> What is asked
Please copy out each of the items below word for word, leaving the pictures out of your answer.
— Start of Material provided —
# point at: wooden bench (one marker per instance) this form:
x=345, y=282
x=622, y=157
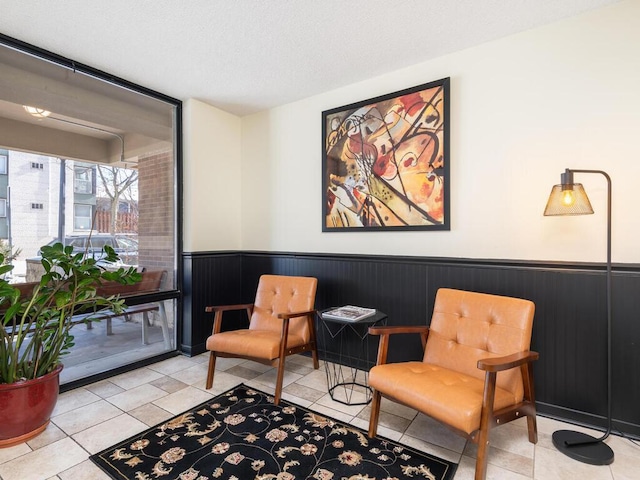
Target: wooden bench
x=151, y=282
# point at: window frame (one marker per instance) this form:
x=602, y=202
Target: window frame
x=174, y=294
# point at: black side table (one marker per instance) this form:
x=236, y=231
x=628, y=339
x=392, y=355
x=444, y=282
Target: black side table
x=341, y=376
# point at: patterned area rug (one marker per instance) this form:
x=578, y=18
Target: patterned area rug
x=242, y=435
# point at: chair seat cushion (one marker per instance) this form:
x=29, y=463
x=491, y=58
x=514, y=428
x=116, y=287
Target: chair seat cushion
x=263, y=344
x=446, y=395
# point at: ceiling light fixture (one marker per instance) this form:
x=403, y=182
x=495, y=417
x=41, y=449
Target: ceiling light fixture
x=37, y=112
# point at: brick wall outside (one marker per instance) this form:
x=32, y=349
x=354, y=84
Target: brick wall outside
x=156, y=228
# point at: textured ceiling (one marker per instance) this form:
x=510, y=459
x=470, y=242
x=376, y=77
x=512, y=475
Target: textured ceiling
x=245, y=56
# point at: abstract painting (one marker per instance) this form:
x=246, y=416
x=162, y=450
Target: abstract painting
x=385, y=162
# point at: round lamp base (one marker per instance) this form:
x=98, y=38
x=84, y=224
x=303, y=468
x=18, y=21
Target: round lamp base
x=595, y=453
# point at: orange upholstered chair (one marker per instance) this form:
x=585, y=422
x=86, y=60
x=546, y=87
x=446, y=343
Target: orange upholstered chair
x=476, y=372
x=281, y=323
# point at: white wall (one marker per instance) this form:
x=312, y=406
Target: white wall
x=522, y=109
x=212, y=178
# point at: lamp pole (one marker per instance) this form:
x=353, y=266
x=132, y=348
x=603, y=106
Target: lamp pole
x=580, y=446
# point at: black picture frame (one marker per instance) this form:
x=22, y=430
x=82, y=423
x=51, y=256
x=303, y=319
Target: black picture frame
x=385, y=162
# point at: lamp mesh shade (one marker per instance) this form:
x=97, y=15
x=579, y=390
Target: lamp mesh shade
x=580, y=206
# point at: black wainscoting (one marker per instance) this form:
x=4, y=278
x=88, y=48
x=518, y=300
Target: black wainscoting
x=569, y=327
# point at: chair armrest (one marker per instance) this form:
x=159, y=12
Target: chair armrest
x=386, y=332
x=296, y=314
x=225, y=308
x=398, y=329
x=498, y=364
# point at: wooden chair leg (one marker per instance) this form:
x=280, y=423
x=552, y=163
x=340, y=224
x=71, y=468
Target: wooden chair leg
x=485, y=425
x=375, y=414
x=212, y=367
x=280, y=377
x=532, y=426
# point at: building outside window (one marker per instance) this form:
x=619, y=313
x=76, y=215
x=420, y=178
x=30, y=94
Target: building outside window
x=83, y=179
x=110, y=180
x=82, y=217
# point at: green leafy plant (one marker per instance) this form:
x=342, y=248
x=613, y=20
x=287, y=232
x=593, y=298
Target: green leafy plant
x=36, y=327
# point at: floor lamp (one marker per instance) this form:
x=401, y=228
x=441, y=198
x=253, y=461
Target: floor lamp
x=569, y=198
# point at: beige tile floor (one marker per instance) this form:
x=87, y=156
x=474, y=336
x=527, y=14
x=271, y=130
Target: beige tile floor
x=89, y=419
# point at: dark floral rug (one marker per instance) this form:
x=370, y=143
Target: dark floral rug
x=242, y=435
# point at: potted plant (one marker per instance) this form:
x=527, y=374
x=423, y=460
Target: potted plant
x=35, y=332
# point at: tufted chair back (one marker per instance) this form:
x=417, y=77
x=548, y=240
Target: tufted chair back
x=468, y=326
x=280, y=294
— End of Material provided —
> Finished exercise
# point at: wooden bench (one marker per instance) this form:
x=345, y=282
x=622, y=157
Target: wooden bench
x=151, y=282
# point at: window frame (one marker per instance) this form:
x=602, y=202
Target: window frame
x=174, y=294
# point at: black side table (one marker per instance) this form:
x=236, y=231
x=628, y=339
x=392, y=355
x=444, y=282
Target: black side table
x=341, y=376
# point at: patterned area rug (one marker per instance) this form:
x=578, y=18
Target: patterned area rug
x=242, y=435
# point at: chair seat cushion (one marker per instance) this form:
x=29, y=463
x=491, y=58
x=514, y=428
x=116, y=287
Target: chair seat cushion
x=263, y=344
x=446, y=395
# point at: ceiling light fixture (one marker per instance) this form:
x=403, y=182
x=495, y=417
x=41, y=449
Target: ceiling light fixture
x=37, y=112
# point at: brick wall outside (one marker per instance) this form:
x=32, y=349
x=354, y=84
Target: brick wall outside
x=156, y=228
# point at: textured ceiling (one marker per instance) this form:
x=510, y=459
x=470, y=242
x=376, y=77
x=512, y=475
Target: textured ceiling
x=245, y=56
# point at: abstract painting (one marker per instance) this form:
x=246, y=416
x=162, y=450
Target: abstract painting
x=385, y=162
# point at: round lamp base (one marker per instance) this form:
x=98, y=38
x=84, y=224
x=303, y=468
x=18, y=21
Target: round lamp base
x=595, y=453
# point at: orange upholstered chair (one marker per instance) this form:
x=585, y=422
x=86, y=60
x=546, y=87
x=446, y=343
Target: orange upholstered chair
x=476, y=372
x=281, y=323
# point at: white wall (one marker per instance) this form:
x=312, y=406
Target: white wall
x=522, y=109
x=212, y=178
# point at: lamp pole (one marker per instance) this form:
x=353, y=266
x=132, y=348
x=603, y=106
Target: lamp pole
x=580, y=446
# point at: black picture frame (one marker per instance) this form:
x=22, y=430
x=82, y=423
x=51, y=256
x=303, y=319
Target: black picture frame
x=385, y=162
# point at: lamp mesh shade (one marker per instance) this form:
x=97, y=15
x=579, y=390
Target: lamp mesh shade
x=580, y=206
# point at: black wainscoting (one marker per instance) this form:
x=4, y=278
x=88, y=48
x=518, y=300
Target: black wainscoting
x=569, y=327
# point at: chair armrest (one marker per instance) this form:
x=159, y=12
Target: chair armrest
x=386, y=332
x=296, y=314
x=225, y=308
x=398, y=329
x=498, y=364
# point at: wooden chair leg (one marker per instance) this form:
x=280, y=423
x=552, y=163
x=340, y=224
x=71, y=468
Target: wooden chair leg
x=485, y=425
x=375, y=414
x=212, y=367
x=280, y=377
x=532, y=426
# point at: building outside window (one marker per instance) this form:
x=619, y=313
x=76, y=215
x=420, y=178
x=30, y=94
Target: building outside window
x=83, y=179
x=110, y=180
x=82, y=217
# point at: green leafy plant (one marker per instance) this form:
x=342, y=248
x=613, y=20
x=287, y=232
x=593, y=298
Target: green leafy plant
x=36, y=327
# point at: floor lamp (one marker per instance) this form:
x=401, y=228
x=441, y=198
x=253, y=461
Target: floor lamp
x=569, y=198
# point at: beige tile floor (one marker per instance) this form:
x=87, y=156
x=474, y=336
x=527, y=14
x=271, y=130
Target: beige tile floor
x=89, y=419
# point at: dark floral rug (one marker per instance) this form:
x=370, y=143
Target: dark floral rug
x=242, y=435
# point at: potted plant (one marker per instance) this form:
x=527, y=374
x=423, y=460
Target: potted plant
x=35, y=332
# point at: tufted chair back (one marker per instance) this form:
x=417, y=77
x=548, y=240
Target: tufted chair back
x=468, y=326
x=280, y=294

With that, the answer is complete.